→ **Written instruction**
Can you repeat every one of the rows below word for word, without changing anything?
________
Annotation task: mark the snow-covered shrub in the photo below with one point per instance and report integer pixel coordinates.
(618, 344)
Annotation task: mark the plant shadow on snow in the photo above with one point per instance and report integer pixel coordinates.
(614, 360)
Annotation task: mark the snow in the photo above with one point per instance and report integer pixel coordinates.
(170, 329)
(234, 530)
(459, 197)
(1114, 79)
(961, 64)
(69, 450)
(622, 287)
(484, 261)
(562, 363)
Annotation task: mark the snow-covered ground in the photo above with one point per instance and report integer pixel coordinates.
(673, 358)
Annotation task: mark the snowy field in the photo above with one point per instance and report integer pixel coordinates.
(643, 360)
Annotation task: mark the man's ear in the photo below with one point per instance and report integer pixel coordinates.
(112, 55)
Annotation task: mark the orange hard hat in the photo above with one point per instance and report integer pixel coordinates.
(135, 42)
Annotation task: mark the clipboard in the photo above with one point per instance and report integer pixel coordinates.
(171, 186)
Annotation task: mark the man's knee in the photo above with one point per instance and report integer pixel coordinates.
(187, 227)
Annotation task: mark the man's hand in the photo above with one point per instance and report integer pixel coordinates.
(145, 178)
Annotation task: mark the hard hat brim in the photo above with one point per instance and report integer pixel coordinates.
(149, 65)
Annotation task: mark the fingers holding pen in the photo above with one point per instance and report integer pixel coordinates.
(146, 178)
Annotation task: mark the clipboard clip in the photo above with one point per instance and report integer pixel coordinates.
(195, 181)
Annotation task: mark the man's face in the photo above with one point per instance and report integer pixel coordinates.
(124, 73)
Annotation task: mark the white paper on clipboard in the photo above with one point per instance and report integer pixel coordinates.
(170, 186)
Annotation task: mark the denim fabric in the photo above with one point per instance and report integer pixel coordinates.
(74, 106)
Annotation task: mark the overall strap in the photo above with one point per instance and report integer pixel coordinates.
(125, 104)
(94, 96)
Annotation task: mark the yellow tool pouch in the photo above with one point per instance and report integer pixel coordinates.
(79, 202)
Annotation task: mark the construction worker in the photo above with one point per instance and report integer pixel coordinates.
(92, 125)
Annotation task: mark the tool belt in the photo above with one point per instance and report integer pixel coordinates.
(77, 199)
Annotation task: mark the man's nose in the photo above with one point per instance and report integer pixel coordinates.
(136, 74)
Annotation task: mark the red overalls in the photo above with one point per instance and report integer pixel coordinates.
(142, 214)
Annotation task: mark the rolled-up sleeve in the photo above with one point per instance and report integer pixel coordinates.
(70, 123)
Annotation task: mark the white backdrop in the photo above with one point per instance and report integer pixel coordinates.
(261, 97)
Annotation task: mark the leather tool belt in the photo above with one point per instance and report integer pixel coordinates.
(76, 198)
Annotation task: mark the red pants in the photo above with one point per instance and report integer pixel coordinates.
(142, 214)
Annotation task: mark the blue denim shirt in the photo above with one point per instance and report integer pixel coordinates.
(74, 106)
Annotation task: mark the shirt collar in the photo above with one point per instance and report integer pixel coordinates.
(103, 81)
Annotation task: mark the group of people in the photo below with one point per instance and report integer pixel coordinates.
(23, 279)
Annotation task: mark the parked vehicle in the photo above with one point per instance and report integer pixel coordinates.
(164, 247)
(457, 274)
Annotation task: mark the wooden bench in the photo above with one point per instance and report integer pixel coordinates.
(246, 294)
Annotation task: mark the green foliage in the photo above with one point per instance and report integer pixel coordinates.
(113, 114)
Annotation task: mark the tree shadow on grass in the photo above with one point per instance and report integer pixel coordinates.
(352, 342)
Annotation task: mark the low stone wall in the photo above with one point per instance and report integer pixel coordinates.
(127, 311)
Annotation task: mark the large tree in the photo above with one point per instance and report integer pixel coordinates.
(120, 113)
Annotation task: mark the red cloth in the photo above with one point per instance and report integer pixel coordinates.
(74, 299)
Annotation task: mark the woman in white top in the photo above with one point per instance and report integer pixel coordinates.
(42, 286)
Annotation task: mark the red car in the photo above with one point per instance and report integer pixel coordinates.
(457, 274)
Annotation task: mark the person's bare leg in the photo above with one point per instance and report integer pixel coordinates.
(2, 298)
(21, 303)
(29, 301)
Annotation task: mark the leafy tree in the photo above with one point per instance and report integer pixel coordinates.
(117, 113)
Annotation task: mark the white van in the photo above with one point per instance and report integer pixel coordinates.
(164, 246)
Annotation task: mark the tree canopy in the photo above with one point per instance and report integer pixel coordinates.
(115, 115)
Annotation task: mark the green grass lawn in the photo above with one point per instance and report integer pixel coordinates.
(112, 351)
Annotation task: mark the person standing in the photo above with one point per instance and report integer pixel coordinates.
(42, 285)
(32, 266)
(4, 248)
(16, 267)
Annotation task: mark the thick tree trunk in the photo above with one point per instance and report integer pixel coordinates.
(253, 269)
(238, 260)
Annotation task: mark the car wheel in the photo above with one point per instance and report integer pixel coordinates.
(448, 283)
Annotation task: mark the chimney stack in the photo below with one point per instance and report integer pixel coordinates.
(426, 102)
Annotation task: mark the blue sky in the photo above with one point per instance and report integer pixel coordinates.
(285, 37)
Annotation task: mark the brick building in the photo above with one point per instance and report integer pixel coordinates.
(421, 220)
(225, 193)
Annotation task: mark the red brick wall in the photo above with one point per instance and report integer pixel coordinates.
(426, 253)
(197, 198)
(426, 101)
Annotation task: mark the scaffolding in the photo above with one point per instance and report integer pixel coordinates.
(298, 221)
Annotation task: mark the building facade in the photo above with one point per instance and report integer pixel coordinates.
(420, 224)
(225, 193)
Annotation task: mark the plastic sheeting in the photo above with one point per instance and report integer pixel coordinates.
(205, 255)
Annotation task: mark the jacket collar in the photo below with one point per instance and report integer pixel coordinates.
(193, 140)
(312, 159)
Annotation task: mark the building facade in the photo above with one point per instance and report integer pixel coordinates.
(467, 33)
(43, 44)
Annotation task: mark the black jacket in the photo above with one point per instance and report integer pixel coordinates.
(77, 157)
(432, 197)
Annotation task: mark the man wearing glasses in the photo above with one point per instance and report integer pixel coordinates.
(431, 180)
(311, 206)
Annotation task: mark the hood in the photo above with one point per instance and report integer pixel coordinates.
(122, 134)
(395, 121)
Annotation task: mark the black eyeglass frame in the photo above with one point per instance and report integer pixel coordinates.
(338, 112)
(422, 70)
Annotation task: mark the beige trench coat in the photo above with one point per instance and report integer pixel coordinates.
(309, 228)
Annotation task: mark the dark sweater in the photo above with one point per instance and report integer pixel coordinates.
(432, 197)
________
→ **Solution to this exercise**
Annotation task: mark the snow-covered shrub in the photo below with one point per instance and report integer pixel coordinates.
(618, 344)
Annotation task: mark the plant shadow on snow in the photo above with one point per instance and report integer pixel coordinates.
(614, 360)
Annotation task: mark the snow in the photo above with one point per instance and report integer pixel coordinates.
(170, 329)
(234, 530)
(459, 197)
(1114, 79)
(961, 64)
(69, 450)
(622, 287)
(484, 261)
(562, 363)
Annotation task: mark the snow-covered ground in the photo above with one point per instance and report integer pixel coordinates.
(673, 358)
Annotation task: mark the snowy field in the photo above with one point per instance and report integer pixel coordinates.
(643, 360)
Annotation task: mark the man's ear in the photo below with one point per instance and report integer pixel coordinates.
(112, 55)
Annotation task: mark the orange hard hat in the photo above with one point per instance and report integer pixel coordinates.
(135, 42)
Annotation task: mark the clipboard in the photo above with one point per instance and report integer pixel coordinates.
(171, 186)
Annotation task: mark the man's knee in the photo above with one point per instance and report integer pixel coordinates.
(187, 227)
Annotation task: mark the man's hand in the photo above with one point per instance and report integer pixel coordinates.
(145, 178)
Annotation task: mark the hard hat brim in the photo above with one point per instance and report integer pixel coordinates.
(149, 65)
Annotation task: mark the fingers holding pen in the photo above with one point per instance and report integer pixel coordinates.
(146, 178)
Annotation task: mark the clipboard clip in the photo above with one point per instance and report integer pixel coordinates.
(195, 181)
Annotation task: mark the man's face in the photo above with one point per instance and report integer pixel coordinates.
(124, 73)
Annotation task: mark the white paper on clipboard in the photo above with one point per instance and report integer pixel coordinates.
(170, 186)
Annotation task: mark the denim fabric in the photo above with one point per instance and report integer pixel coordinates.
(74, 106)
Annotation task: mark the overall strap in the photo above with one point per instance and report integer pixel coordinates.
(125, 104)
(94, 96)
Annotation task: mark the yellow tool pouch in the photo above with one point per instance and report integer pixel coordinates.
(79, 202)
Annotation task: mark the construction worker in the photo above with one point per instance and report integer pixel coordinates.
(92, 125)
Annotation task: mark the tool belt in the photo above with one point per instance and report integer pixel coordinates.
(77, 199)
Annotation task: mark the man's nose in the photo above with one point per instance and report integer pixel coordinates.
(136, 74)
Annotation task: mark the red overalls in the photo above with one point per instance and report integer pixel coordinates.
(142, 214)
Annotation task: mark the rolled-up sleeve in the photo above with one point per instance and report integer pixel coordinates.
(70, 123)
Annotation task: mark the white backdrop in the photo above with one point per instance and report integer pixel coordinates.
(261, 97)
Annotation task: mark the leather tool belt in the photo above with one point per instance and report integer pixel coordinates.
(76, 198)
Annotation task: mark the red pants in the photo above with one point per instance and report integer pixel coordinates.
(142, 214)
Annotation task: mark the blue denim shirt in the photo above with one point per instance and report integer pixel coordinates.
(74, 106)
Annotation task: mark the shirt collar in the photo above with one point per instance and report integer pixel coordinates.
(103, 81)
Annotation task: mark the group of people in the photo below with one point per instance and report integer pixel coordinates.
(23, 279)
Annotation task: mark the parked vehicle in the photo above with one point per instance and report integer pixel coordinates.
(164, 247)
(457, 274)
Annotation task: mark the wooden bench in the photo above with one point per instance and report integer pixel coordinates.
(246, 294)
Annotation task: mark the green foliage in the photo above with one point per instance and report integer pixel coordinates.
(113, 114)
Annotation task: mark the tree shadow on grass in the photo above with one point per instance and report integer pixel coordinates.
(352, 342)
Annotation task: mark the low stone wall in the photo above with one point per instance and report integer pixel coordinates.
(127, 311)
Annotation task: mark the large tree in the photo above with one point per instance and report integer pixel coordinates.
(120, 113)
Annotation task: mark the red cloth in the photo above with one point per instance and report integer pixel coordinates.
(74, 299)
Annotation task: mark the woman in white top in the photo above with one point per instance and report integer pixel coordinates.
(42, 286)
Annotation task: mark the red car in the photo above with one point per instance and report integer pixel coordinates.
(457, 274)
Annotation task: mark the person's bare leg in the photo above with one point per instance and report integer pixel coordinates.
(2, 298)
(21, 303)
(29, 301)
Annotation task: mark the leafy tree in the photo above with one point per instance and report integer pixel coordinates.
(117, 113)
Annotation task: mark the white van in the photo above with one point per instance and report integer pixel coordinates.
(164, 246)
Annotation task: mark the tree canopy in the photo above with one point per instance and report integer pixel coordinates.
(115, 115)
Annotation task: mark the green grass lawn in the photo above with one point per instance and report integer pixel coordinates.
(112, 351)
Annotation task: mark the person standing in the photo above with one point per instance and report integer pixel coordinates.
(42, 285)
(32, 266)
(4, 248)
(16, 267)
Annotation task: mark the thick tree trunk in the photo above with one point per instance and report integer pixel coordinates.
(253, 269)
(238, 260)
Annotation task: mark the car wheel in the photo above with one point per instance and report integer pixel coordinates.
(448, 283)
Annotation task: mark the chimney stack in the photo below with one point per instance and report integer pixel coordinates.
(426, 102)
Annotation task: mark the blue sky in the photo above with one point per instance and report integer pixel coordinates.
(285, 37)
Annotation task: mark the brick building in the photo above with one point per instance and report integer pixel coordinates.
(421, 220)
(225, 193)
Annotation task: mark the red brick wall in the photo above with one point per instance and report integer pixel coordinates.
(426, 253)
(197, 198)
(426, 101)
Annotation task: mark the scaffolding in the photo above with one point per instance and report integer pixel coordinates.
(298, 221)
Annotation task: mark the building facade in the photo above with one point per instance and report integer pixel coordinates.
(420, 224)
(225, 193)
Annotation task: mark the plastic sheeting in the photo above with one point per instance and report integer pixel coordinates.
(205, 255)
Annotation task: mark the jacket collar in the photo below with one point per instance and report integer pixel coordinates.
(193, 140)
(312, 159)
Annotation task: mark the building facade in the photo above with one point per instance and report integer pixel coordinates.
(467, 33)
(43, 44)
Annotation task: mark the black jacket in the photo above with one point per instance and report integer pixel coordinates.
(77, 157)
(432, 197)
Annotation task: mark the man wearing glasses in the photo above with one point per instance and report integer pixel coordinates.
(431, 180)
(311, 206)
Annotation task: mark the hood in the photo above with one point per instance and report integer pixel coordinates.
(122, 134)
(395, 121)
Annotation task: mark the black eyeglass frame in the photo above with one point per instance and report integer pixel coordinates.
(338, 112)
(422, 70)
Annotation task: mark the beige trench coat in the photo above with one point per instance and report integer pixel coordinates.
(309, 228)
Annotation task: mark the dark sweater in the photo above with one point per instance and report integer pixel coordinates.
(432, 197)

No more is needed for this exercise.